▶ [RECORDS FOR THE EXERCISE]:
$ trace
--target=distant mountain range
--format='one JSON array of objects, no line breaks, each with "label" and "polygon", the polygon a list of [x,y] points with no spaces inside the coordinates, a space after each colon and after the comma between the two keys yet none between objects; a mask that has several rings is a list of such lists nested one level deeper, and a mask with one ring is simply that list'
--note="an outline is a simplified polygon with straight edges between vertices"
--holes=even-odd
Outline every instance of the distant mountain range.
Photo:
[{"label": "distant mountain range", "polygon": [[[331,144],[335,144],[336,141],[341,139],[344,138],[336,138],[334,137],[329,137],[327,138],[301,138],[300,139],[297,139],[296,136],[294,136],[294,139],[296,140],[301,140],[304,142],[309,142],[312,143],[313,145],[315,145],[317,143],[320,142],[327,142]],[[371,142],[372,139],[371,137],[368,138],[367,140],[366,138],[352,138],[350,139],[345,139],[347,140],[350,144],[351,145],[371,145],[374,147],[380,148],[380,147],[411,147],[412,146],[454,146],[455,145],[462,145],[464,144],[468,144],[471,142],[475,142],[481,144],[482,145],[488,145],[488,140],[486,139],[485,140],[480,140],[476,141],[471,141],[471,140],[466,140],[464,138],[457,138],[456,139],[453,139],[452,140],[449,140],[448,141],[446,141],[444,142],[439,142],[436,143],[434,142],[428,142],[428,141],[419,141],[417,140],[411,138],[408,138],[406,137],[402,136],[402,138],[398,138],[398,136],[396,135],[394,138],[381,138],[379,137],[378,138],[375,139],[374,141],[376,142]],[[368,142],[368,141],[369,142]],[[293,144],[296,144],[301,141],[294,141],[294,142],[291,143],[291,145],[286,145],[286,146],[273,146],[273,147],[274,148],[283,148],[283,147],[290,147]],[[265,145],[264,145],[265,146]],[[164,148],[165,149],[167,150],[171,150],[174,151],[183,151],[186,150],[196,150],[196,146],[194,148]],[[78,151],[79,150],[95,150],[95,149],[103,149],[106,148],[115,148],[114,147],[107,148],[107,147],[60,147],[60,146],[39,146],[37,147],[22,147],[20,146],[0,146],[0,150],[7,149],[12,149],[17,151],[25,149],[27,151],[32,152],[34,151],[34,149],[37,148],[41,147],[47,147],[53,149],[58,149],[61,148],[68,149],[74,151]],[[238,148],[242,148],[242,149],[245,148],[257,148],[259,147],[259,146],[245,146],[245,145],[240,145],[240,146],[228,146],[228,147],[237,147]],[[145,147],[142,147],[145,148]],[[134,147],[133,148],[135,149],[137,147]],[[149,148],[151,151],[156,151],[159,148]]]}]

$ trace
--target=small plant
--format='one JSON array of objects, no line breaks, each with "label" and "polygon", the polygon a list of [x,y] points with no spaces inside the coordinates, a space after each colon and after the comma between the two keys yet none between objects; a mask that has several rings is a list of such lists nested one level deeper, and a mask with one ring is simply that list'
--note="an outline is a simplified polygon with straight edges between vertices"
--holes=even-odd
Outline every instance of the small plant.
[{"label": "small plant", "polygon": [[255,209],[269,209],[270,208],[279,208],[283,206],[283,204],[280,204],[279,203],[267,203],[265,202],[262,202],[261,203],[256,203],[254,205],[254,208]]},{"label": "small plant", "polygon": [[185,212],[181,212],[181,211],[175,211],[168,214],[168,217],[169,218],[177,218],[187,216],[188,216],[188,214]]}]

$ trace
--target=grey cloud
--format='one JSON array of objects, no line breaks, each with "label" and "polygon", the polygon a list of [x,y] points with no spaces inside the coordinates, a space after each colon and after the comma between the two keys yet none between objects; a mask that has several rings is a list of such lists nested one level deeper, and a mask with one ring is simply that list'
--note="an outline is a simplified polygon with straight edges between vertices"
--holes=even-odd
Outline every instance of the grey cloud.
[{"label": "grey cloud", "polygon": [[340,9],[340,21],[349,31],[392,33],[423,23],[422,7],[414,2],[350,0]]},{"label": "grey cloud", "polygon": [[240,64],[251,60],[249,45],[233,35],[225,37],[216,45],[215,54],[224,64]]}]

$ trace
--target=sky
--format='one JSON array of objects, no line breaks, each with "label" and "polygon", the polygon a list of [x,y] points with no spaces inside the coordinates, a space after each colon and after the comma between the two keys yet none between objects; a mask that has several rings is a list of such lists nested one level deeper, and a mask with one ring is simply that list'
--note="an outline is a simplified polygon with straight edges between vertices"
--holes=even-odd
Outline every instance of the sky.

▶ [EXERCISE AIM]:
Copy each line of the data above without altering a single character.

▶ [TASK OUTPUT]:
$ trace
--target=distant mountain range
--format='one JSON array of objects, no line breaks, each with "label" and "polygon", the polygon a list of [x,y] points with no spaces inside the coordinates, a space after each colon and after the comma between the two keys yet none between objects; a mask that has several rings is a list of such lists nested one level deeper, and a mask with one ring is simply that list'
--note="an outline is a simplified polygon with straight edges between vertices"
--holes=even-odd
Outline every instance of the distant mountain range.
Photo:
[{"label": "distant mountain range", "polygon": [[[331,144],[335,144],[336,141],[341,139],[344,138],[336,138],[334,137],[329,137],[327,138],[301,138],[300,139],[297,139],[296,136],[294,136],[294,139],[296,140],[301,140],[304,142],[309,142],[312,143],[313,145],[315,145],[317,143],[320,142],[327,142]],[[371,142],[372,139],[371,137],[368,138],[367,140],[366,138],[352,138],[350,139],[345,139],[347,140],[350,144],[351,145],[371,145],[374,147],[380,148],[380,147],[411,147],[412,146],[454,146],[455,145],[462,145],[464,144],[468,144],[471,142],[475,142],[481,144],[482,145],[488,145],[488,140],[486,139],[485,140],[480,140],[476,141],[471,141],[471,140],[466,140],[464,138],[457,138],[456,139],[453,139],[452,140],[449,140],[448,141],[446,141],[444,142],[439,142],[436,143],[434,142],[428,142],[428,141],[419,141],[417,140],[411,138],[408,138],[406,137],[402,136],[402,138],[398,138],[398,136],[396,135],[394,138],[381,138],[379,137],[378,138],[375,139],[374,141],[376,142]],[[368,142],[368,141],[369,142]],[[293,144],[296,144],[301,141],[294,141],[294,142],[291,143],[291,145],[286,145],[286,146],[273,146],[273,147],[274,148],[283,148],[283,147],[290,147]],[[265,145],[264,145],[265,146]],[[164,148],[165,149],[167,150],[171,150],[174,151],[183,151],[186,150],[196,150],[196,146],[194,148]],[[78,151],[79,150],[95,150],[95,149],[103,149],[106,148],[115,148],[114,147],[107,148],[107,147],[60,147],[60,146],[39,146],[37,147],[22,147],[20,146],[0,146],[0,150],[7,149],[12,149],[17,151],[25,149],[27,151],[32,152],[34,151],[34,149],[37,148],[41,147],[47,147],[53,149],[58,149],[61,148],[68,149],[74,151]],[[238,148],[242,148],[242,149],[245,148],[257,148],[259,147],[259,146],[245,146],[245,145],[240,145],[240,146],[228,146],[228,147],[237,147]],[[145,147],[142,147],[145,148]],[[134,147],[133,148],[135,149],[137,147]],[[149,148],[151,151],[156,151],[159,148]]]}]

$ trace
--target=small plant
--format='one JSON array of objects, no line breaks, each with "label" and "polygon", the polygon a list of [x,y] points with no spaces inside the coordinates, a space after each colon and after the comma between the two keys yet none between objects; a mask that has several rings is a list of such lists nested one level deeper, and a mask with one ring is simply that list'
--note="an outline is a simplified polygon with straight edges between vertices"
--holes=even-odd
Outline every instance of the small plant.
[{"label": "small plant", "polygon": [[255,209],[269,209],[270,208],[279,208],[283,206],[283,204],[280,204],[279,203],[267,203],[265,202],[262,202],[261,203],[256,203],[254,205],[254,208]]},{"label": "small plant", "polygon": [[185,212],[181,212],[181,211],[175,211],[168,214],[168,217],[169,218],[177,218],[187,216],[188,216],[188,214]]}]

$ trace
--target=grey cloud
--format='one JSON array of objects, no line breaks, each with "label" and "polygon", the polygon a list of [x,y] points with no spaces inside the coordinates, a space after each colon and after the comma between the two keys yet none between objects; a mask that has several rings is a list of such lists nested one level deeper, and a mask with one ring is simply that list'
--note="an outline is a simplified polygon with straight edges between vertices"
--holes=even-odd
Outline every instance of the grey cloud.
[{"label": "grey cloud", "polygon": [[340,9],[340,21],[349,31],[392,33],[423,23],[422,7],[414,2],[350,0]]},{"label": "grey cloud", "polygon": [[240,64],[251,60],[249,45],[233,35],[225,37],[216,45],[215,54],[224,64]]}]

$ trace
--target=sky
--format='one JSON array of objects, no line breaks, each with "label" and "polygon", the polygon a list of [x,y] points with no spaces inside the coordinates, a space after each colon and after the comma between the two keys yet none between objects; a mask that has several rings is a list of such lists nested one level deeper, and a mask with one ring is simply that list'
--note="an outline is a simplified polygon with straight edges between vertices"
--holes=even-odd
Outline every instance of the sky.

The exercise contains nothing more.